:: Given request 1 ::
Locate every line in the rows below that contains the word "platform", and copy each such line out in full.

While most American Muslims will celebrate Eid al-Fitr on Friday
(Sept. 10), in this time of inflamed tensions and rampant anti-Muslim
sentiment, some are worried that outsiders might mistake the holiday
festivities for celebrations of the 9/11 attacks, and see it as a
provocation.
In most Muslim-majority countries, Eid al-Fitr lasts a few days and
virtually consumes society.
In America, Islam’s minority status means festivities are less
pronounced, with work and school responsibilities limiting time for
celebration.
Still, in many cities, Eid observances are easy to spot. Muslims don
their best clothes, from traditional ethnic garb to three-piece suits,
and fill mosques and rented ballrooms beyond capacity. To contend with
traffic, many municipalities dispatch extra police officers to direct.
Prayers are followed by visits with friends and families.
While this is the first time that a major Muslim holiday and 9/11
have overlapped since the 2001 terrorist attacks, similar
misunderstandings have occurred. Last year, Sajid Master, a perfume
store owner in Houston, posted a flier on his door announcing he would
be closed on Sept. 11 to observe the death of Imam Ali, a revered figure
in Shia Islam.
Someone took a picture of the flier and sent it around the Internet
claiming that Imam Ali was one of the 9/11 terrorists. In fact, none of
the 9/11 terrorists was named Ali, but Master received angry phone calls
and death threats.
More recently, the proposed construction of an Islamic cultural
center two blocks north of Ground Zero has sparked vitriolic opposition,
drawing mosques — and Muslims — around the country into similar
conflicts.
Indeed, the list of Islamophobic acts is long and getting longer. In
August, a mosque construction site in Tennessee was torched and shot at,
as was a small-town mosque in western New York. Also in August, a Muslim
New York City cab driver was knifed in what police are calling a hate
crime. A Florida church plans to burn Qurans on Sept. 11.
It’s no surprise, then, that Muslim American advocacy groups are
urging caution this year.
“I don’t think anybody is suggesting prayers be moved, but social
gatherings and other community events probably shouldn’t be held on
9/11,” said Ibrahim Hooper, a spokesman for the Council on
American-Islamic Relations.
The Muslim Public Affairs Council has alerted police departments and
the FBI about the overlap.

:: Provided material ::
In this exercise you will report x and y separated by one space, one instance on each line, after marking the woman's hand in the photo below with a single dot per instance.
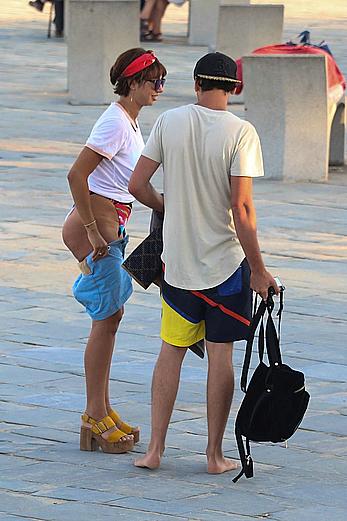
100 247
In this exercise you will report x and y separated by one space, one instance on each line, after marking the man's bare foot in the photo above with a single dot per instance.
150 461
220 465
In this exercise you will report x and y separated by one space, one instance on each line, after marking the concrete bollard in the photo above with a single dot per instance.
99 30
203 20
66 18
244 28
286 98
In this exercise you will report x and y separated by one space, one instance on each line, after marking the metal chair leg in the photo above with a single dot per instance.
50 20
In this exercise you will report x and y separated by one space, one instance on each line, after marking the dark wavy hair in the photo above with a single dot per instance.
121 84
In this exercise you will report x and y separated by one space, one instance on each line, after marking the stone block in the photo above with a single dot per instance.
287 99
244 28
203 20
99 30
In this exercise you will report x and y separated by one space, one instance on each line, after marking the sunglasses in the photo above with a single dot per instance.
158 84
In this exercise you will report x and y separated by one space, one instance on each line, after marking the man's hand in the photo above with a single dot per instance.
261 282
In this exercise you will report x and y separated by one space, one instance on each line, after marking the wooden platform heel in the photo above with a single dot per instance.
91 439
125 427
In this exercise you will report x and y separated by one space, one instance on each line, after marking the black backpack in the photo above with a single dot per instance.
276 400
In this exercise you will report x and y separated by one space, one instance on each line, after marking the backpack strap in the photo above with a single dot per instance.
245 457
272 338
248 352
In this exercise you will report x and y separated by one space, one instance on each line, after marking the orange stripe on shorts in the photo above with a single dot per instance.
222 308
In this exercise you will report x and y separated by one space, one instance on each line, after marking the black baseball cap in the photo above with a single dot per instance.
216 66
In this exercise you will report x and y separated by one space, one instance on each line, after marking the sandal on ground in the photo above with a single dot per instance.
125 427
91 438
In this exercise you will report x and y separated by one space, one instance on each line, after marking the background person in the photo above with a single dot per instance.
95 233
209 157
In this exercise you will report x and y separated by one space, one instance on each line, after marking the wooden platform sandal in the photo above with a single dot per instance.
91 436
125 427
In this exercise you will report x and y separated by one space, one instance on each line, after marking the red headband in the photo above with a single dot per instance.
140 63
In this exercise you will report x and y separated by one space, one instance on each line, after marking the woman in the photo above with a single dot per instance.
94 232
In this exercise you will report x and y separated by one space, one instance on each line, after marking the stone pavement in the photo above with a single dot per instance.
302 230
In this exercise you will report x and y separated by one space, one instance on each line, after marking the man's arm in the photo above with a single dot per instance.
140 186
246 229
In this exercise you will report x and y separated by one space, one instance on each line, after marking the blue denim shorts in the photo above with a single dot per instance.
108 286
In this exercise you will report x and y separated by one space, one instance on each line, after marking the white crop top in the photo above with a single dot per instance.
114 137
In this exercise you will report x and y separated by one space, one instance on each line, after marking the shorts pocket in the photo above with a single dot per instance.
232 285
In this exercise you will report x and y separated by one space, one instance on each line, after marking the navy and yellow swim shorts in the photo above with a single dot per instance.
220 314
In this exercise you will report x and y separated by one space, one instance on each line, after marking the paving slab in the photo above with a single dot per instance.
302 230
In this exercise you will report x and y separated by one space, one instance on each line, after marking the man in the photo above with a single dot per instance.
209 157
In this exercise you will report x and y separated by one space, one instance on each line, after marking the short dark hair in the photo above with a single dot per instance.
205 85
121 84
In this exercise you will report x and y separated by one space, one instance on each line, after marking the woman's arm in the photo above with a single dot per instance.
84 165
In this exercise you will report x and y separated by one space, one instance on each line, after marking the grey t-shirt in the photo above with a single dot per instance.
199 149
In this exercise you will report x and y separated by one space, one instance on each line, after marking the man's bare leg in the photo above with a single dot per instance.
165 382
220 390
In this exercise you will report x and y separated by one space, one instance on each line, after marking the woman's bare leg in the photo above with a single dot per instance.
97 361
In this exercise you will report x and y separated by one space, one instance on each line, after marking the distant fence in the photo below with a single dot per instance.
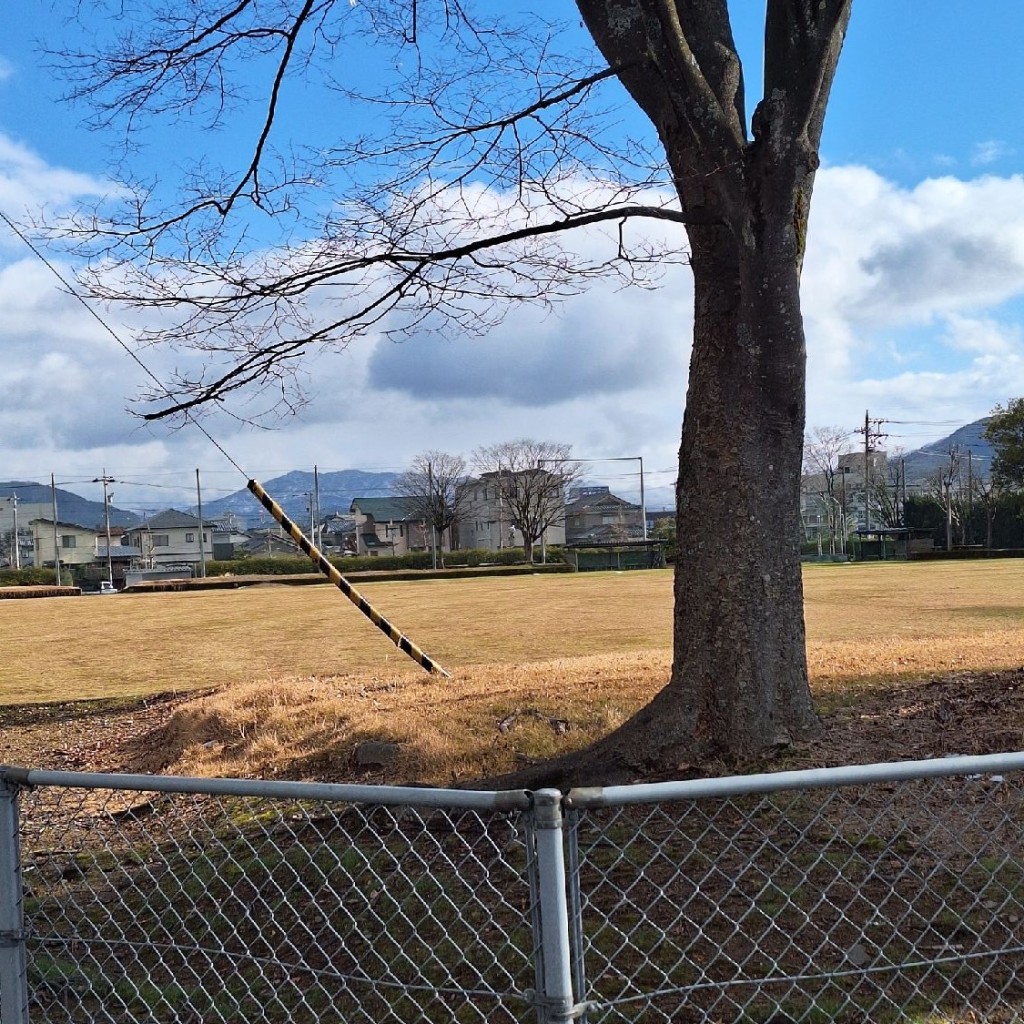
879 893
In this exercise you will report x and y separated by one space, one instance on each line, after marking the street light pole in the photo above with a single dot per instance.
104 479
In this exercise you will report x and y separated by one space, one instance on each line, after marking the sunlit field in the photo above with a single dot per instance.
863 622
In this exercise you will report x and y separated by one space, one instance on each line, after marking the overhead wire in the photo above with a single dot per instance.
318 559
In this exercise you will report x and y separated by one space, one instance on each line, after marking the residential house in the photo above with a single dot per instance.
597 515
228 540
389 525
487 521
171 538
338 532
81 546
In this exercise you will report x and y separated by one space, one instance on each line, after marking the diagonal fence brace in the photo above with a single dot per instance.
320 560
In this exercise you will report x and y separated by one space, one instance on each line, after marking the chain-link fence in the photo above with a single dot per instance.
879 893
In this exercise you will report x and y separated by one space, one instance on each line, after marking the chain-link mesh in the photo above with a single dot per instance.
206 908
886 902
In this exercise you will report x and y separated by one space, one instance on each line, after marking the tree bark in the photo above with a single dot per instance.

:: Given request 2 ::
Answer these from the passage on Eid al-Fitr and 9/11 above:
(a) On what day and date will most American Muslims celebrate Eid al-Fitr?
(b) What kind of store did Sajid Master own, and in which city?
(c) Whom did the Muslim Public Affairs Council alert about the overlap?

:: Task response 1 ::
In this exercise you will report x and y separated by one space, one instance on each line, after marking the wooden platform heel in the photo above with a single dot per instance.
In this exercise you will report x and y separated by one space, one instance on each line, after marking the wooden platform sandal in the photo above with a single dot per instance.

:: Task response 2 ::
(a) Friday, Sept. 10.
(b) A perfume store in Houston.
(c) Police departments and the FBI.